##### Alıntı
BİR ETKİ; BİREYSEL BORÇLANMA (TOPLUMSAL DÜŞÜNMEDE DEĞİŞİM)
Ertuğrul Kılıç
15.10.2019-Salı
Meta- Emek ilişkisi ve ortaya çıkardığı değerlerin
paylaşılması uzun bir zamandır tartışılmaktadır. Üretim sürecinde ortaya çıkan kâr’a sermayenin el
koyması-yaratılan değerin emeğin bir sonucu olduğu görüşü bilinmektedir. Para
piyasasında 1970 ‘li yıllarla birlikte ABD
tarafından doların basımının altına bağlı olmaktan çıkarılması, karşılıksız
olarak basılması yeni bir tartışmanın da odağını oluşturmuştur.
Finanslaşma, metadan bağımsız olarak değerlendirilmiş
olmasa bile, zamanla uluslararası ilişkilerde farklı amaçlar için kullanılmaktadır.
Uluslararası ilişkilerde verilen borçlar ülkelerin finansal ihtiyaçlarını
karşılamak üzere borçlandırma yöntemi olarak kullanılmıştır. Ülkeler bazı dönemlerde
faiz oranının düşük olması nedeniyle bu borçlanmayı yapmış ve kendi
kalkınmalarında kullanmışlardır. Sermayenin yeni yatırım araçlarına duyduğu
ihtiyaç, 1970’li yıllarda başlayan finanslaşma, 1980’ li yıllara gelindiğinde borçlanma
krizi olarak ortaya çıkmış ve bazı ülkeler aldığı paraları ödeyemez hale
gelmişlerdir.
##########
##### Çıkarılan veriler
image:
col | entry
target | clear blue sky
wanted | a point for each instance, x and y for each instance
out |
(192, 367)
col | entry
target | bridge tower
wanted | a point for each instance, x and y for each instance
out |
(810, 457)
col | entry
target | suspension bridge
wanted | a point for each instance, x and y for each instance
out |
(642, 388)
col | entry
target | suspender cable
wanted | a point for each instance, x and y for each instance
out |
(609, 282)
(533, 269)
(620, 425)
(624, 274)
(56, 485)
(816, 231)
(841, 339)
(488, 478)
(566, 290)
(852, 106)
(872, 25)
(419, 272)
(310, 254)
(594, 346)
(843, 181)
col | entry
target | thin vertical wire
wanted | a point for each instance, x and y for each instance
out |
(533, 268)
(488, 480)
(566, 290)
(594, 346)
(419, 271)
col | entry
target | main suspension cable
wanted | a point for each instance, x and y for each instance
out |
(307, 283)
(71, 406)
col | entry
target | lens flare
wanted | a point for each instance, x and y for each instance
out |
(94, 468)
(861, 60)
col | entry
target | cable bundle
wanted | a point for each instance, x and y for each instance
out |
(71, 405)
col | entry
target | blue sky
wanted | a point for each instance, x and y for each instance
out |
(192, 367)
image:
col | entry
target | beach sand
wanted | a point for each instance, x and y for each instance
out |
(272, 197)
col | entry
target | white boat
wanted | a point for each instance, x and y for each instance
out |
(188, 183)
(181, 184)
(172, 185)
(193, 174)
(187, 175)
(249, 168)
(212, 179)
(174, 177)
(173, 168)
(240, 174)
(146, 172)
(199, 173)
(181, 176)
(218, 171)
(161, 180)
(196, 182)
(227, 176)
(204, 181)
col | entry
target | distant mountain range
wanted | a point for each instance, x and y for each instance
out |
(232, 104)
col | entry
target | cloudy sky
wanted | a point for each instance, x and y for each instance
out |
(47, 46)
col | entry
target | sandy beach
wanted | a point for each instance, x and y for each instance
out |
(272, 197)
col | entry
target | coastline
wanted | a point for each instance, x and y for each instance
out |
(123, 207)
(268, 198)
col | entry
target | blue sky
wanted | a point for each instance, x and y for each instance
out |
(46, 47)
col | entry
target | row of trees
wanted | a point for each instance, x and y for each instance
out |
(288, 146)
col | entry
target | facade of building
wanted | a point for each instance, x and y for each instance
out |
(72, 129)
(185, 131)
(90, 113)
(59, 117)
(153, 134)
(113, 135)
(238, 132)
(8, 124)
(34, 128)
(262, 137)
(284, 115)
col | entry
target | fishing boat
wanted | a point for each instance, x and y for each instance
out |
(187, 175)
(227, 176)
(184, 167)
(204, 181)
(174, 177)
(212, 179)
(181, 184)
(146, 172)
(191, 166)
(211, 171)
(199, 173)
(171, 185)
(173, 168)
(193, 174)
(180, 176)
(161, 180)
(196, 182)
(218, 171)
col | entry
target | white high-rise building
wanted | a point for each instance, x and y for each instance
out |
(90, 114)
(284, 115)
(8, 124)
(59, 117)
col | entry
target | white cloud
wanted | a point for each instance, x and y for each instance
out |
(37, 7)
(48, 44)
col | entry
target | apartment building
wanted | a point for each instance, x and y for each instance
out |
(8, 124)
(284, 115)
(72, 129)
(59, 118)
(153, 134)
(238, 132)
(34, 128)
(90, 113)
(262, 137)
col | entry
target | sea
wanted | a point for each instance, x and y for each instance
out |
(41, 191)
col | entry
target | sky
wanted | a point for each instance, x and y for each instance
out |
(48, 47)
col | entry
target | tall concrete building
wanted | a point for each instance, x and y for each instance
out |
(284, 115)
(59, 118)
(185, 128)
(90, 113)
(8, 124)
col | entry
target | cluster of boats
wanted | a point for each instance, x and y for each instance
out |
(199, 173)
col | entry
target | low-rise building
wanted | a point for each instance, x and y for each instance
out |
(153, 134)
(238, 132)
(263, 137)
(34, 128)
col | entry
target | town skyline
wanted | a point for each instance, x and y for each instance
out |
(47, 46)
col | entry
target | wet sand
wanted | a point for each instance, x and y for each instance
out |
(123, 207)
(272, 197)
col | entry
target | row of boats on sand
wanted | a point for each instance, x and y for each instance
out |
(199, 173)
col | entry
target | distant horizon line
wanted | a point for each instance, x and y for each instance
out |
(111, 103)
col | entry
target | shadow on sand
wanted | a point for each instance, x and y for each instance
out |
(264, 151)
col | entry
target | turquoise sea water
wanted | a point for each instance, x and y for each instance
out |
##########
### Verilen görev 1
Alıntıda "Ertuğrul Kılıç" sözcüklerinden "amaçlar için kullanılmaktadır." sözcüklerine kadar uzanan bölümün tamamını hiçbir değişiklik yapmadan yeniden yazın.
### Verilen görev 2
Alıntıya göre ABD, 1970'li yıllarla birlikte doların basımını neye bağlı olmaktan çıkarmıştır?
### Verilen görev 3
Alıntıda "kullan" kökünden türemiş bütün sözcükleri sıralayın.

### Tam yanıt 1
Ertuğrul Kılıç
15.10.2019-Salı
Meta- Emek ilişkisi ve ortaya çıkardığı değerlerin
paylaşılması uzun bir zamandır tartışılmaktadır. Üretim sürecinde ortaya çıkan kâr’a sermayenin el
koyması-yaratılan değerin emeğin bir sonucu olduğu görüşü bilinmektedir. Para
piyasasında 1970 ‘li yıllarla birlikte ABD
tarafından doların basımının altına bağlı olmaktan çıkarılması, karşılıksız
olarak basılması yeni bir tartışmanın da odağını oluşturmuştur.
Finanslaşma, metadan bağımsız olarak değerlendirilmiş
olmasa bile, zamanla uluslararası ilişkilerde farklı amaçlar için kullanılmaktadır.

### Tam yanıt 2
Altına.

### Tam yanıt 3
kullanılmaktadır
kullanılmıştır
kullanmışlardır